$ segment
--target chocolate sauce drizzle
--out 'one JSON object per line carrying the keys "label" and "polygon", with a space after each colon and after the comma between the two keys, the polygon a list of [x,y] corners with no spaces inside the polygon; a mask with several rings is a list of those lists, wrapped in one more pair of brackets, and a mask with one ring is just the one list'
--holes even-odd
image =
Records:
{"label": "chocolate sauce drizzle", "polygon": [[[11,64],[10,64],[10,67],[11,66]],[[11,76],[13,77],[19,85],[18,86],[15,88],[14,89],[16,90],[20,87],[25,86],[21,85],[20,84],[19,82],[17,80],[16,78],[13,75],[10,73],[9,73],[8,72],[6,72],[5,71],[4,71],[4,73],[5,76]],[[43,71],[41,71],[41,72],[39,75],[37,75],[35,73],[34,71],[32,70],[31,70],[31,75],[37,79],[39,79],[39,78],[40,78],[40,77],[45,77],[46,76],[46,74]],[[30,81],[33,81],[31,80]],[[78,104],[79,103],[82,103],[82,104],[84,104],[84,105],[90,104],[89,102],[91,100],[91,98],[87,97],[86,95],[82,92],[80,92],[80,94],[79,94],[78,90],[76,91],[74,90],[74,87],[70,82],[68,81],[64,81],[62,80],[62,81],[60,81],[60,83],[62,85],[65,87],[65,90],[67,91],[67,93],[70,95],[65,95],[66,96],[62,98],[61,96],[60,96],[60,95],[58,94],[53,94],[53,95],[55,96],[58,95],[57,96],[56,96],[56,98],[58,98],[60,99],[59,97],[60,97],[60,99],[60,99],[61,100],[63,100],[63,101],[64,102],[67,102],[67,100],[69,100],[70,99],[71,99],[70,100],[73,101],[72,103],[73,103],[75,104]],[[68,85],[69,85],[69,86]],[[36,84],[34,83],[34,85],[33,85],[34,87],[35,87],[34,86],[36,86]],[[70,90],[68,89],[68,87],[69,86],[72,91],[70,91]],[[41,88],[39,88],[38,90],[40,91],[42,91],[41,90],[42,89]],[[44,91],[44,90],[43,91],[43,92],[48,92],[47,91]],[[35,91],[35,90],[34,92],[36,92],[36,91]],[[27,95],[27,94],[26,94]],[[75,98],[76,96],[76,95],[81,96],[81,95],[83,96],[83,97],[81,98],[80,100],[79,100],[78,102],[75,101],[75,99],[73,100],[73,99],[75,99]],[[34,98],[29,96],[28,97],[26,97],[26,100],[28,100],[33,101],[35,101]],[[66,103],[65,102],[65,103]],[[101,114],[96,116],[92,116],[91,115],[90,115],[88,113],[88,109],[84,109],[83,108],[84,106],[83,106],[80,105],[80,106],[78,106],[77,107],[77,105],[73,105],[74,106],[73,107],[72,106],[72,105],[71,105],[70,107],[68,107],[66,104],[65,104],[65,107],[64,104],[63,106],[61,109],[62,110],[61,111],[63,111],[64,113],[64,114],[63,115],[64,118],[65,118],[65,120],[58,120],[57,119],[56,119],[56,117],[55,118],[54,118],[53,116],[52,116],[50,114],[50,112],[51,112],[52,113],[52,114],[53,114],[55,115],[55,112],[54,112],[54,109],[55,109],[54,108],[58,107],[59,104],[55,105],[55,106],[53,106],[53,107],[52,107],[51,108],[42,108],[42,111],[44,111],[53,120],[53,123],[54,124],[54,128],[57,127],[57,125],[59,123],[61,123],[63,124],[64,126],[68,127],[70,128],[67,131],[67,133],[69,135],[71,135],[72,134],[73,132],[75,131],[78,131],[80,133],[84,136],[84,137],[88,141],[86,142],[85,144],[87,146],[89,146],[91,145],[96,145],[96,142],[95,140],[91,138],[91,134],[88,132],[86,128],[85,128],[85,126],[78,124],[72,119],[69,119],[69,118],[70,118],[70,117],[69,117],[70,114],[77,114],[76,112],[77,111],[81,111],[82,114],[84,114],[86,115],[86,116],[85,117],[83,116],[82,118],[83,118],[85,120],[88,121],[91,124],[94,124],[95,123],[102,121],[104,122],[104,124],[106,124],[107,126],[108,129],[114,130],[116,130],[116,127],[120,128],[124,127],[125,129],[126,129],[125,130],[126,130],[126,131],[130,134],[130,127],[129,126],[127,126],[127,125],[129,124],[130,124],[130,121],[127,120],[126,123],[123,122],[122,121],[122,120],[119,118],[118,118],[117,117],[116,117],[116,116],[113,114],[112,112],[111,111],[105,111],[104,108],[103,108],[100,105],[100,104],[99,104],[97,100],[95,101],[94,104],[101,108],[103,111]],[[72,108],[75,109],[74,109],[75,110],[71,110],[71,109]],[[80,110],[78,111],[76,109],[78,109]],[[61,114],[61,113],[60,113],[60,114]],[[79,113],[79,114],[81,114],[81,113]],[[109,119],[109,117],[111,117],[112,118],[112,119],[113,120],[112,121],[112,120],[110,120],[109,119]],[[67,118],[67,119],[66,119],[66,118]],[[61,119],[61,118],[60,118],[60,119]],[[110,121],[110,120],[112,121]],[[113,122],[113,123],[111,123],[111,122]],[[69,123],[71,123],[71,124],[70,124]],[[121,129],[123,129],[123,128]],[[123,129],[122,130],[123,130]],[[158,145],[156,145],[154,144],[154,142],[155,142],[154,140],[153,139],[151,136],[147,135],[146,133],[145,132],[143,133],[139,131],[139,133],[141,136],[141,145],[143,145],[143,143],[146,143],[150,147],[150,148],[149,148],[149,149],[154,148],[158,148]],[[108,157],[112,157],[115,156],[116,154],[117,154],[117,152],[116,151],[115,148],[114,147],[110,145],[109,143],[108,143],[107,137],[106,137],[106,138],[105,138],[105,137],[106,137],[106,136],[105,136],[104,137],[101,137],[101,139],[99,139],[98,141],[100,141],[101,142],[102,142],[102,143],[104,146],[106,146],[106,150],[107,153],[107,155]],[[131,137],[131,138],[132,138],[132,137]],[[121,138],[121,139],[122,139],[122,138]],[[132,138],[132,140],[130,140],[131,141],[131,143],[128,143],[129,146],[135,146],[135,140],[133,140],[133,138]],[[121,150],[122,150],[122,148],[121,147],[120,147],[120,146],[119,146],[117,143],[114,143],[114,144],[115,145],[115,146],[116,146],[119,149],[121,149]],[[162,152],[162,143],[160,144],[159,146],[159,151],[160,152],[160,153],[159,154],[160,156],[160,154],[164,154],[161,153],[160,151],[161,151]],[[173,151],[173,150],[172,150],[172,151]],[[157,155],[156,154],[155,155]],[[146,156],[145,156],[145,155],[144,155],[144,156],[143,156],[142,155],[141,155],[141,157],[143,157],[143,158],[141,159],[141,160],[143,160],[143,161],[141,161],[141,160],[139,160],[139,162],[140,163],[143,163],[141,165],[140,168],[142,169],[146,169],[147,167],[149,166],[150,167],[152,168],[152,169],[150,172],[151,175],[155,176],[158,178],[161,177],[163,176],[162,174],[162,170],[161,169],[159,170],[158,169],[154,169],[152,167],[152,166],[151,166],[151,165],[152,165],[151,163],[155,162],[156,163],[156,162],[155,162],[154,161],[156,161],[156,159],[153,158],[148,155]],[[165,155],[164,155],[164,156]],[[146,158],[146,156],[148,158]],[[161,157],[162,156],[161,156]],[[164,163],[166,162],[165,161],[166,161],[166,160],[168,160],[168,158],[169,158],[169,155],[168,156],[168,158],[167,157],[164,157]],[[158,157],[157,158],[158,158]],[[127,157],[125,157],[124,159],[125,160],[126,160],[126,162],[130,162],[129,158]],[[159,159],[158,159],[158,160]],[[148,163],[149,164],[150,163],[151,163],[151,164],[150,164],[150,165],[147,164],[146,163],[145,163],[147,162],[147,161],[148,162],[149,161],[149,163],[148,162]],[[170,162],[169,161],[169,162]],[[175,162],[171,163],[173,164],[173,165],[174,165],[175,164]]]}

---------------

▶ WHAT TO WORK ON
Render the items as a Markdown table, from the first line through the line that contains "--out 'one JSON", with columns headed Row and Line. Number each line in Row and leave out any blank lines.

▶ FINAL ANSWER
| Row | Line |
|---|---|
| 1 | $ segment |
| 2 | --target chocolate sauce drizzle |
| 3 | --out 'one JSON object per line carrying the keys "label" and "polygon", with a space after each colon and after the comma between the two keys, the polygon a list of [x,y] corners with no spaces inside the polygon; a mask with several rings is a list of those lists, wrapped in one more pair of brackets, and a mask with one ring is just the one list' |